_Your goal_.
Extract every entry below and reproduce each line word for word, without any changes.

_Data for processing_.
********

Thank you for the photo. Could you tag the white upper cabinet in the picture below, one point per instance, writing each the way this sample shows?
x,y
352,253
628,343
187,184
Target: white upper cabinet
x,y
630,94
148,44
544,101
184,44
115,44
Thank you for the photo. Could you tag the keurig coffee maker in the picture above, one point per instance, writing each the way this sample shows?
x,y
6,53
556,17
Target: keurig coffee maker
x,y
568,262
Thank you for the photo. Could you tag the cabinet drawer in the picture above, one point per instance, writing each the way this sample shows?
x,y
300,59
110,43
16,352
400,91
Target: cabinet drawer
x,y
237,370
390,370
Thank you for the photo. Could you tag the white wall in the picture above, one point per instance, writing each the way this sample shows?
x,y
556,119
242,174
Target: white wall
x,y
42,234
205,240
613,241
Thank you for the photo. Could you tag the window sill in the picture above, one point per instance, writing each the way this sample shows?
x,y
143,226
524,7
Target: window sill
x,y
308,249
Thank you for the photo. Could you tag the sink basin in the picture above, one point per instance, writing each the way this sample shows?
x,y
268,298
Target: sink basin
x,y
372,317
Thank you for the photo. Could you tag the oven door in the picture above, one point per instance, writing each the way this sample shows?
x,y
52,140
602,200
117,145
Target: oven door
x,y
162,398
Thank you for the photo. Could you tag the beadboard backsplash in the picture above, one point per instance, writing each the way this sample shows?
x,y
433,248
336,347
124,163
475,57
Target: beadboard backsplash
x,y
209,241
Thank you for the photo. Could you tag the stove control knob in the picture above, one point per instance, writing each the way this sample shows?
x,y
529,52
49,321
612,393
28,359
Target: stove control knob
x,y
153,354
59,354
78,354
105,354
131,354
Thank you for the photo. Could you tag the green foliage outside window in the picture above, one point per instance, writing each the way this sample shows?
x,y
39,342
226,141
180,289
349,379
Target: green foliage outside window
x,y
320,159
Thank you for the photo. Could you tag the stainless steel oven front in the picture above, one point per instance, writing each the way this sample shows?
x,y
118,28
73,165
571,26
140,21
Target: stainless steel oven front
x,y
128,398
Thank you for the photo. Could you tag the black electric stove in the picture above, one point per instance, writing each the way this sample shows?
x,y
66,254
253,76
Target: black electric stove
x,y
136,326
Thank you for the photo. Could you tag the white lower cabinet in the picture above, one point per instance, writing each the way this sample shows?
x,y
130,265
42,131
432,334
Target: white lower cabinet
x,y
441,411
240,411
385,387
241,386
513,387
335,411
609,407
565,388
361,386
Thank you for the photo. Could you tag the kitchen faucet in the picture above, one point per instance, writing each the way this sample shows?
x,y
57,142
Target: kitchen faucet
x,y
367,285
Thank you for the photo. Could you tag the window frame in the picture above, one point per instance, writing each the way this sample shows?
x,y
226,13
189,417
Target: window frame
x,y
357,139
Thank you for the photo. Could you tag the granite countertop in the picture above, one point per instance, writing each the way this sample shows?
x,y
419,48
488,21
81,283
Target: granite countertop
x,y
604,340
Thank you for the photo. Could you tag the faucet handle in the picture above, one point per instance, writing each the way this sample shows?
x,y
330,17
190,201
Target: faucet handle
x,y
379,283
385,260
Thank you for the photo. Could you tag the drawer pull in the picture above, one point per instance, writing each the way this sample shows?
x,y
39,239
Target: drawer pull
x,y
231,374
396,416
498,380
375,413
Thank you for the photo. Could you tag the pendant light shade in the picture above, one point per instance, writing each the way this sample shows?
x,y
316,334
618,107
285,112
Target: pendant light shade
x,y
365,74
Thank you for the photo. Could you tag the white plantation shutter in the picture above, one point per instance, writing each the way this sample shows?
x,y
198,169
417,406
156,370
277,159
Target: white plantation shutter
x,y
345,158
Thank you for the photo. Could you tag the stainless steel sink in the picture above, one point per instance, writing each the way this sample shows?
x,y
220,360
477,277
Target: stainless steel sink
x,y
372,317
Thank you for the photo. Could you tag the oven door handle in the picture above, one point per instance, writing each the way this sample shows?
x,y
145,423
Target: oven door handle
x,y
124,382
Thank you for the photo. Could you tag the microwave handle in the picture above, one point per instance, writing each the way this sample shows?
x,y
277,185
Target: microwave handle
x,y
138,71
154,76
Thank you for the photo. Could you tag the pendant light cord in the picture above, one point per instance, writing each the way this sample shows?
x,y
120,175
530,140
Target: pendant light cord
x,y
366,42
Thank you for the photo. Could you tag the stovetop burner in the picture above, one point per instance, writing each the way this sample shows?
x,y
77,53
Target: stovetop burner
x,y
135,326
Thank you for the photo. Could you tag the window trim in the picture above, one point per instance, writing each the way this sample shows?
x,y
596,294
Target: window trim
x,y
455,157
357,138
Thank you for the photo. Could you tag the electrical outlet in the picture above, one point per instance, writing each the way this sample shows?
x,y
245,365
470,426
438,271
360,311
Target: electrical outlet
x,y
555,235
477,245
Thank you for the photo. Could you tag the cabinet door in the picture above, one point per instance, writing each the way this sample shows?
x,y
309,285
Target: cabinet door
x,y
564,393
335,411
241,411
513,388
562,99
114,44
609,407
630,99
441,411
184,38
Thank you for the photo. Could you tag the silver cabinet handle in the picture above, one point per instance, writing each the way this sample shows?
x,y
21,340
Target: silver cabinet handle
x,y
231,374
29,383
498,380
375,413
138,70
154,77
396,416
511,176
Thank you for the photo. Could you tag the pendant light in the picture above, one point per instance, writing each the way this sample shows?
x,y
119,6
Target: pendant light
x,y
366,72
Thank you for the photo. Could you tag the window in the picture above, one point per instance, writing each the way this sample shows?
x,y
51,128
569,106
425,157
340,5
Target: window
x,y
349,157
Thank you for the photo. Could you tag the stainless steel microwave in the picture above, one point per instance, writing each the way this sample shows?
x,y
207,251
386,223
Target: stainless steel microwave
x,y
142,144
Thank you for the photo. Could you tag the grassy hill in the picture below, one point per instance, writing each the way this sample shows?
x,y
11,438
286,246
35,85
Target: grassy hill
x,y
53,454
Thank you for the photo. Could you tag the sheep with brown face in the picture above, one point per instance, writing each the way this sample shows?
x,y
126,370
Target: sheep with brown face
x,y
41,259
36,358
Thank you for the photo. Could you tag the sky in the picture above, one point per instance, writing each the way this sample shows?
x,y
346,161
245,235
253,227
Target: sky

********

_Worked solution_.
Thank you for the photo. Could you tag the white upper cabinet in the picture below, one point per instance, writing each the way this sample shows?
x,y
352,253
628,343
187,184
Target: white upper cabinet
x,y
630,94
148,44
544,101
184,44
115,44
Thank you for the photo. Could you tag the keurig coffee maker in the picture above, one point per instance, writing each the way this sample shows?
x,y
6,53
556,17
Target: keurig coffee maker
x,y
568,262
Thank you for the photo. Could you tag the cabinet drawer in the picture above, one point per instance, writing each the way this sample shows?
x,y
300,59
110,43
16,352
400,91
Target: cabinet drawer
x,y
237,370
390,370
Thank you for the photo. Could you tag the white wall in the picture above, one point per instance, writing each the way this sample shows?
x,y
556,119
242,174
Target: white wall
x,y
42,234
205,240
613,241
Thank you for the photo. Could you tag the window sill in the picture above, one point per instance, writing each the way this sample shows?
x,y
143,226
524,7
Target: window sill
x,y
308,249
Thank you for the photo. Could you tag the sink basin in the picture above, one point per instance, writing each the way this sample shows?
x,y
268,298
Target: sink basin
x,y
372,317
Thank you for the photo. Could you tag the oven door in the picture above, one point per instance, writing each the way this sample shows?
x,y
52,140
602,200
117,145
Target: oven door
x,y
162,398
Thank you for the photo. Could you tag the beadboard backsplash in the picture above, one point per instance, writing each the way this sample shows?
x,y
433,248
336,347
124,163
475,57
Target: beadboard backsplash
x,y
209,241
Thank you for the photo. Could you tag the stove control knob in the picture above, one point per instance, writing each the way this sample shows?
x,y
529,52
49,321
612,393
28,359
Target: stove control knob
x,y
153,354
59,354
78,354
105,354
131,354
Thank you for the photo. Could you tag the green foliage outside window in the picture above, one point per instance, writing each the way this sample shows?
x,y
39,342
226,141
180,289
349,379
Target: green foliage outside window
x,y
320,159
Thank you for the photo. Could you tag the stainless steel oven front in the picture above, one point per instance, writing each the way this sample shows?
x,y
118,28
73,165
571,26
140,21
Target: stainless steel oven front
x,y
128,398
Thank you for the photo. Could you tag the black electric stove in the picture above, one point per instance, writing each the way this sample shows?
x,y
66,254
253,76
Target: black electric stove
x,y
136,326
Thank you for the photo. Could you tag the white lower cabinet in the picture above, one point per instance, writing each the way this sample shows?
x,y
130,265
42,131
432,334
Target: white lower cabinet
x,y
441,411
240,411
385,387
241,386
513,387
335,411
609,407
565,388
361,386
Thank you for the photo. Could you tag the kitchen faucet in the picture above, one point per instance, writing each the way this sample shows?
x,y
57,142
Target: kitchen faucet
x,y
367,285
Thank you for the photo. Could you tag the window frame in the picture above, one point per instance, writing each the way this sample shows?
x,y
226,13
189,417
Target: window frame
x,y
357,139
Thank you for the photo. Could you tag the granite countertop in the picture above, one point per instance, writing each the way this sample shows?
x,y
419,48
488,21
81,283
Target: granite countertop
x,y
604,340
Thank you for the photo. Could you tag the faucet handle in the picture above, one point per instance, writing each the way this sample shows?
x,y
330,17
190,201
Target: faucet handle
x,y
379,283
385,260
Thank you for the photo. Could you tag the drawer pull in the picture above, one point per instance, writing each the way this sample shows?
x,y
39,239
Target: drawer pull
x,y
231,374
396,416
498,380
375,413
Thank you for the photo. Could you tag the pendant light shade in the picture above, one point per instance, writing each the way this sample shows?
x,y
316,334
618,107
285,112
Target: pendant light shade
x,y
365,74
Thank you for the photo. Could you tag the white plantation shutter in the picture above, one point per instance, writing each the way this sample shows?
x,y
198,169
417,406
156,370
277,159
Target: white plantation shutter
x,y
345,158
Thank you for the photo. Could you tag the stainless steel sink in the picture above, one point per instance, writing each the way this sample shows?
x,y
220,360
477,277
Target: stainless steel sink
x,y
372,317
Thank you for the photo. Could you tag the oven door handle in the picture above, one point per instance, writing each the way this sample shows?
x,y
145,423
Target: oven door handle
x,y
124,382
Thank you for the photo. Could you tag the microwave handle in the picture above, one point per instance, writing each the way this sample shows?
x,y
277,185
Target: microwave handle
x,y
138,71
154,76
Thank you for the photo. Could you tag the pendant light cord in the picture above, one point per instance, writing each the way this sample shows?
x,y
120,175
530,140
Target: pendant light cord
x,y
366,42
Thank you for the photo. Could you tag the stovetop burner in the picture above, one point per instance, writing each the way this sample shows?
x,y
77,53
Target: stovetop burner
x,y
135,326
Thank you for the photo. Could you tag the window trim in the picture above, one point per instance, writing each the way this sample shows?
x,y
596,294
Target: window trim
x,y
455,157
357,138
Thank you for the photo. Could you tag the electrical outlet in the picture above, one point per instance, writing each the way this sample shows?
x,y
245,365
470,426
438,271
360,311
Target: electrical outlet
x,y
555,235
477,245
Thank you for the photo. Could you tag the cabinet door in the picture above, one point per instance, writing each the way this sample shows?
x,y
309,285
Target: cabinet door
x,y
564,393
335,411
241,411
513,388
562,99
114,44
609,407
630,99
441,411
184,38
Thank you for the photo. Could you tag the silver cabinet handle in the picture above, one point per instance, writing each the way this sample shows?
x,y
21,340
Target: silver cabinet handle
x,y
231,374
29,383
498,380
375,413
138,70
154,77
396,416
511,176
Thank you for the photo. Could you tag the pendant light in the picture above, one point per instance, writing each the way this sample shows?
x,y
119,6
Target: pendant light
x,y
366,72
Thank you for the photo. Could you tag the window in the picture above, one point per instance, writing each the way this sample shows?
x,y
51,128
569,106
425,157
340,5
Target: window
x,y
349,157
Thank you for the photo. Could you tag the stainless steel microwave in the picture above, one point per instance, writing each the way this sample shows?
x,y
207,251
386,223
Target: stainless steel microwave
x,y
142,144
Thank you for the photo. Could you tag the grassy hill in the picture below, one point per instance, writing each the way this sample shows?
x,y
11,438
286,246
35,85
Target: grassy hill
x,y
53,454
Thank you for the photo. Could you tag the sheep with brown face in the picture above, one point per instance, writing each the way this sample shows?
x,y
126,370
Target: sheep with brown face
x,y
41,259
36,358
Thank you for the photo. Could you tag the sky in the picture above, one point per instance, writing each the way this sample shows?
x,y
346,161
245,235
253,227
Target: sky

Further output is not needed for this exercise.